### What you should do
Present the records below as a Markdown table with two columns, No. and Line. Number each non-blank line and omit blank lines.

### The input
# # # #

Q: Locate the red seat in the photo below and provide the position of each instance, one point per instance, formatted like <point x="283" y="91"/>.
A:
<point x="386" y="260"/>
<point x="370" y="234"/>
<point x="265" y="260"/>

# # # #

### Correct response
| No. | Line |
|---|---|
| 1 | Q: Locate the red seat in the photo below and provide the position of each instance, one point per instance, formatted like <point x="283" y="91"/>. |
| 2 | A: |
| 3 | <point x="386" y="260"/> |
| 4 | <point x="370" y="234"/> |
| 5 | <point x="265" y="260"/> |